__DATA TO PROCESS__.
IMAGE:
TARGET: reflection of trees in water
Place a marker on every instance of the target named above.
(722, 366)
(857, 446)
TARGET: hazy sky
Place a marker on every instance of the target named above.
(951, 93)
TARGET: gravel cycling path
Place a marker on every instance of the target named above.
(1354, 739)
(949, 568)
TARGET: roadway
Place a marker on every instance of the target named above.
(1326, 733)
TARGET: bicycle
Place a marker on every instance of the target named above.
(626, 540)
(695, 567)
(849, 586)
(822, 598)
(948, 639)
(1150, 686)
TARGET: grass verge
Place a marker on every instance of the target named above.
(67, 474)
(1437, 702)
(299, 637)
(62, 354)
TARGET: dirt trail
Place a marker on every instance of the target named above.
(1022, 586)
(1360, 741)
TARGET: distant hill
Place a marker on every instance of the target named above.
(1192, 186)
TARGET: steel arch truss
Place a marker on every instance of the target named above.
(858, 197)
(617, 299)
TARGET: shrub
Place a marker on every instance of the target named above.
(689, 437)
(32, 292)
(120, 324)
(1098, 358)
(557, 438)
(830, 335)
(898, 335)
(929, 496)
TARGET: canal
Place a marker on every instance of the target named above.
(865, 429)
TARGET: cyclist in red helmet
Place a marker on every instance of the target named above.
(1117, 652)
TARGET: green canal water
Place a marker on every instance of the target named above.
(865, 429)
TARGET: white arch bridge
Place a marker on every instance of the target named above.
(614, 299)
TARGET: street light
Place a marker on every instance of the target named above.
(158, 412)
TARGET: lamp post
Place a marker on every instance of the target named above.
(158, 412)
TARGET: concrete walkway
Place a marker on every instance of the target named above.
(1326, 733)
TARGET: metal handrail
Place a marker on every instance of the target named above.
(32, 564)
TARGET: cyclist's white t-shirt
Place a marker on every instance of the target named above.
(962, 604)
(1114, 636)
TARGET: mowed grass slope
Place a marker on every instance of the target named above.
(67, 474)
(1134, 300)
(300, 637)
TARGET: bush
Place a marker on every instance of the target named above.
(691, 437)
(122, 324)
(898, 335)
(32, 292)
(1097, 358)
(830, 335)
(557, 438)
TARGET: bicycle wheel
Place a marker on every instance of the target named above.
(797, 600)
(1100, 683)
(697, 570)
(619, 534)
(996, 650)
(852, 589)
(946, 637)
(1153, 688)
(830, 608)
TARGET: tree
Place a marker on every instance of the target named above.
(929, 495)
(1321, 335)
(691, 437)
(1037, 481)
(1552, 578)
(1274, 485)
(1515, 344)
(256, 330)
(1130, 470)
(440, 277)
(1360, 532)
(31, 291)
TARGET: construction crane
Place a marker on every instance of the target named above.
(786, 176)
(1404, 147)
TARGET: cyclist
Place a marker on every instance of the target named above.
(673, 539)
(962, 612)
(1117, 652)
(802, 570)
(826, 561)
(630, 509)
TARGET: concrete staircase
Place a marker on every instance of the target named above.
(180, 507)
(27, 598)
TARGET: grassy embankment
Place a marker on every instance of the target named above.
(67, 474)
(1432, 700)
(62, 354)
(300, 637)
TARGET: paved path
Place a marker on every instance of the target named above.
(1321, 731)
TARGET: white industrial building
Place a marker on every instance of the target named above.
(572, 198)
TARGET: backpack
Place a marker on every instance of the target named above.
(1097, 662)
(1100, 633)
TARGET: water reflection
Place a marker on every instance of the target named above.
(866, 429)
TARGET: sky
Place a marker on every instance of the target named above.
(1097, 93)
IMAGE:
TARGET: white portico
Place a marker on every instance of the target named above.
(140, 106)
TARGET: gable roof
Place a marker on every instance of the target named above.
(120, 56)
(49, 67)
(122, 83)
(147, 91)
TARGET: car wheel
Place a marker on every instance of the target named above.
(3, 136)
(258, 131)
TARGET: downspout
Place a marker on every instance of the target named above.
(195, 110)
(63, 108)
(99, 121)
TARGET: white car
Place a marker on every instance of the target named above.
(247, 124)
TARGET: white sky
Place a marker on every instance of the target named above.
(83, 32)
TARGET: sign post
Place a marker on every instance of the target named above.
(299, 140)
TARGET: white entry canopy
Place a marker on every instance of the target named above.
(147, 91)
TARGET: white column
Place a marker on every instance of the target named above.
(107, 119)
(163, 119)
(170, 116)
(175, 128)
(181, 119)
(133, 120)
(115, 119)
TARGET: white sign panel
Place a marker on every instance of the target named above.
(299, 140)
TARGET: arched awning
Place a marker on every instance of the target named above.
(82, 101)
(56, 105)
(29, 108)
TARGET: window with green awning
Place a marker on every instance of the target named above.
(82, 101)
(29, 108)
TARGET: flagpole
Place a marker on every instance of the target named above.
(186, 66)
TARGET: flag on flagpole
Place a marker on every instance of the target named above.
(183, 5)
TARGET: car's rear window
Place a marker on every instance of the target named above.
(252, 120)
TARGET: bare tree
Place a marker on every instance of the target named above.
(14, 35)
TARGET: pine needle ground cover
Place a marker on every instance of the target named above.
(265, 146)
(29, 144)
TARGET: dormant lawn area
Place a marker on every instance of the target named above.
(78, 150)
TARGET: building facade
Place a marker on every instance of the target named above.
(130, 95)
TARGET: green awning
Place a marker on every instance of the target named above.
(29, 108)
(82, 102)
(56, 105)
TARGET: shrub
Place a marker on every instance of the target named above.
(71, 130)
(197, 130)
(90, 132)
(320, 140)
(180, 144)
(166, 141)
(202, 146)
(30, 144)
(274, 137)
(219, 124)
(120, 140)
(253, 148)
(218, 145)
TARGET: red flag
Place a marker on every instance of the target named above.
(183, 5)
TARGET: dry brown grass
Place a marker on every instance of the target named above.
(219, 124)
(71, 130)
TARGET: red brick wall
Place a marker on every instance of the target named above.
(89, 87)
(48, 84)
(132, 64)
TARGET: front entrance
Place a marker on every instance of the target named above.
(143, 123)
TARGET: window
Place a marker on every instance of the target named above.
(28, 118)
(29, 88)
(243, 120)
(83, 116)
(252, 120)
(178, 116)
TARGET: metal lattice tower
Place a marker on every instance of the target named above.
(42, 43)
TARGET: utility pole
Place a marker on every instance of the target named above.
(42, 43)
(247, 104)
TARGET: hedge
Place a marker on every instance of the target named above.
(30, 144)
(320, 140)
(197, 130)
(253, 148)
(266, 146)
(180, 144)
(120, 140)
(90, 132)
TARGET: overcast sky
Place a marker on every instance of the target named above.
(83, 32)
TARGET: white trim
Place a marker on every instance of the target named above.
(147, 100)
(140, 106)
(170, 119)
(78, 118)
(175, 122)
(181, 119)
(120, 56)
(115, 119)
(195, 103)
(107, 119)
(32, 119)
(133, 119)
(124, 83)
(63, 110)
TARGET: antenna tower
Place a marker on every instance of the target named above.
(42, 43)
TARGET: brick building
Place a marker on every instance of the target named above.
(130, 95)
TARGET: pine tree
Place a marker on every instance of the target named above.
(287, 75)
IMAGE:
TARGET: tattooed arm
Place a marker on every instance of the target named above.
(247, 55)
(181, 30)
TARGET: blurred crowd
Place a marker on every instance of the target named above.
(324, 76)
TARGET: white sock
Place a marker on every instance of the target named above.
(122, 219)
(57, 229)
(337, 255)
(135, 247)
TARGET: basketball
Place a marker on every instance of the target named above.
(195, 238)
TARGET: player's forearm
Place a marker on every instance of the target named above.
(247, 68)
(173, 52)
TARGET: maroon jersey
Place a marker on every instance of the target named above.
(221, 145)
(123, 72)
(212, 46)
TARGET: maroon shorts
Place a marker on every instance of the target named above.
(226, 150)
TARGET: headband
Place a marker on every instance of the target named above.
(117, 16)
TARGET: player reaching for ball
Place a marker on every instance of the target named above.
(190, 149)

__TASK__. In all the records, replace every occurrence of "Place a marker" with "Put a point" and leave everything else unchanged.

__EXPECTED ANSWER__.
IMAGE:
TARGET: reflection of trees in water
Put a point on every instance of the target named above.
(722, 366)
(857, 446)
TARGET: hazy sky
Put a point on every instance of the target named above.
(951, 93)
TARGET: gravel cycling path
Put a point on every instance of the target named above.
(1354, 739)
(949, 568)
TARGET: roadway
Put a point on every instance of the target named above.
(1326, 733)
TARGET: bicycle
Put a point on every instance of the target named above.
(626, 540)
(695, 567)
(849, 586)
(822, 598)
(948, 639)
(1150, 686)
TARGET: grass verge
Put a point on every instance of the target named above.
(67, 474)
(1437, 702)
(299, 637)
(62, 354)
TARGET: dirt trail
Put a point on every instance of the target named above.
(1022, 586)
(1360, 741)
TARGET: distant hill
Put a point on every instance of the target named above.
(1192, 186)
TARGET: steel arch truss
Put a point on every instance of the target named above.
(858, 197)
(617, 299)
TARGET: shrub
Put a point on every instance of the target named above.
(689, 437)
(32, 292)
(120, 324)
(1098, 358)
(557, 438)
(830, 335)
(898, 335)
(929, 496)
TARGET: canal
Put a point on every instance of the target named above.
(865, 429)
TARGET: cyclist in red helmet
Put a point on every instance of the target named above.
(1117, 652)
TARGET: green canal water
Put a point on every instance of the target named above.
(865, 429)
TARGET: white arch bridge
Put a point on every instance of the target named above.
(614, 299)
TARGET: street light
Put a point on every instance of the target named above.
(158, 412)
TARGET: lamp post
Put a point on every instance of the target named above.
(158, 412)
TARGET: concrete walkway
Put a point on every instance of the target named above.
(1326, 733)
TARGET: metal handrail
Put a point on every instance of the target named above.
(32, 564)
TARGET: cyclist's white t-shirt
Put a point on every instance of the target named above.
(962, 604)
(1114, 636)
TARGET: mowed grass slope
Put a point on every instance of the target named above.
(67, 474)
(1134, 300)
(300, 637)
TARGET: bush
Put a point on every instance of the target named above.
(691, 437)
(122, 324)
(898, 335)
(32, 292)
(1097, 358)
(830, 335)
(557, 438)
TARGET: bicycle wheel
Put a point on every instance of the target named above.
(797, 600)
(1100, 683)
(697, 570)
(619, 534)
(996, 650)
(852, 589)
(946, 637)
(1153, 688)
(830, 608)
TARGET: tree
Put a point on every instance of the target named above.
(929, 495)
(1321, 335)
(691, 437)
(1037, 481)
(1552, 578)
(1274, 485)
(1515, 344)
(256, 330)
(1130, 470)
(440, 277)
(1360, 532)
(31, 291)
TARGET: construction crane
Put a point on every instance of the target named above.
(786, 176)
(1404, 147)
TARGET: cyclist
Put a point on every instance of the target named above.
(673, 539)
(962, 612)
(1117, 652)
(802, 570)
(826, 561)
(630, 509)
TARGET: concrete staircase
Put a point on every instance of the target named above.
(180, 507)
(27, 598)
TARGET: grassy embankment
Put a point on every instance of the target named above.
(67, 474)
(1432, 700)
(62, 354)
(300, 637)
TARGET: paved path
Put a point on every instance of the target named above.
(1321, 731)
TARGET: white industrial building
Put a point on every instance of the target named above.
(572, 198)
TARGET: backpack
Put a point on every instance of the target named above.
(1097, 662)
(1100, 633)
TARGET: water reflection
Put a point on every instance of the target named above.
(866, 429)
TARGET: sky
Put a point on every instance of the target named above.
(1097, 93)
IMAGE:
TARGET: white portico
Put a point on every instance of the target named above.
(140, 106)
TARGET: gable roof
Put a point on every instance of the target named above.
(120, 56)
(49, 67)
(122, 83)
(147, 91)
TARGET: car wheel
Put a point on every instance of the target named above.
(3, 136)
(258, 131)
TARGET: downspout
Put a point on every instance of the target named above.
(195, 110)
(63, 108)
(99, 121)
TARGET: white car
Put a point on every instance of the target named above.
(247, 124)
TARGET: white sky
Put a point on every instance of the target named above.
(83, 32)
TARGET: sign post
Put a point on every instance of the target named above.
(299, 140)
TARGET: white entry canopy
Put a point on every instance of the target named above.
(147, 91)
TARGET: white column
Put a point on every instance of the target named above.
(107, 119)
(163, 119)
(170, 116)
(175, 128)
(181, 119)
(133, 120)
(115, 119)
TARGET: white sign panel
Put a point on every instance of the target named above.
(299, 140)
TARGET: arched awning
Put a point on every instance of the target named above.
(82, 101)
(56, 105)
(29, 108)
TARGET: window with green awning
Put a point on every instance of the target named above.
(82, 101)
(29, 108)
TARGET: flagpole
Put a point on every instance of the target named above.
(186, 66)
TARGET: flag on flagpole
Put a point on every instance of the target named above.
(183, 5)
TARGET: car's rear window
Put a point on every instance of the target named above.
(252, 120)
TARGET: bare tree
Put a point on every instance of the target named above.
(14, 35)
TARGET: pine needle ground cover
Put a point on every instance of the target named above.
(265, 146)
(29, 144)
TARGET: dormant lawn area
Put a point on every instance of the target named above.
(78, 150)
TARGET: building facade
Put a point on every instance of the target named above.
(130, 95)
TARGET: green awning
Put a point on every instance of the target named above.
(29, 108)
(82, 102)
(56, 105)
TARGET: shrub
Put a point on every instance of the target named above.
(71, 130)
(197, 130)
(90, 132)
(320, 140)
(180, 144)
(166, 141)
(202, 146)
(30, 144)
(274, 137)
(219, 124)
(120, 140)
(253, 148)
(218, 145)
TARGET: red flag
Put a point on every instance of the target named above.
(183, 5)
TARGET: dry brown grass
Put a point on every instance of the target named above.
(219, 124)
(71, 130)
TARGET: red brick wall
Put a point on every instance of the target named above.
(89, 87)
(48, 84)
(132, 64)
TARGET: front entrance
Put a point on every instance of the target named above.
(143, 123)
TARGET: window
Put a point on every instance of the target named above.
(28, 118)
(29, 88)
(243, 120)
(83, 116)
(252, 120)
(178, 116)
TARGET: metal lattice tower
Put a point on every instance of the target named above.
(42, 43)
TARGET: utility pole
Put a point on every instance of the target named above.
(42, 43)
(247, 104)
TARGET: hedge
Put a point on every instance of the target named above.
(30, 144)
(320, 140)
(197, 130)
(253, 148)
(266, 146)
(180, 144)
(120, 140)
(90, 132)
TARGET: overcast sky
Put a point on every instance of the target named above.
(83, 32)
TARGET: white trim
Put a point on every instance of the target named above.
(147, 100)
(140, 106)
(170, 119)
(78, 118)
(175, 122)
(181, 119)
(120, 56)
(115, 119)
(195, 103)
(107, 119)
(32, 119)
(133, 119)
(124, 83)
(63, 110)
TARGET: antenna tower
Put a point on every instance of the target named above.
(42, 43)
TARGET: brick building
Put a point on every instance of the target named above.
(130, 95)
TARGET: pine tree
Put a point on every instance of the target named above.
(287, 75)
IMAGE:
TARGET: tattooed arm
Put a point on every instance of the target named above.
(247, 55)
(181, 30)
TARGET: blurred crowd
Put a point on every instance of the target named above.
(324, 76)
TARGET: white sock
Put a point on every instance of the target named above.
(122, 219)
(57, 229)
(337, 255)
(135, 247)
TARGET: basketball
Put a point on every instance of the target named above.
(195, 238)
TARGET: player's forearm
Put a point on every instance of the target named above.
(247, 68)
(173, 52)
TARGET: maroon jersey
Put a point on every instance of the target named above.
(221, 145)
(123, 72)
(212, 46)
TARGET: maroon shorts
Put a point on every instance of the target named above.
(226, 150)
TARGET: headband
Put a point on every instance of the target named above.
(117, 16)
TARGET: player reaching for ball
Put a point on every instance of the target named above.
(190, 149)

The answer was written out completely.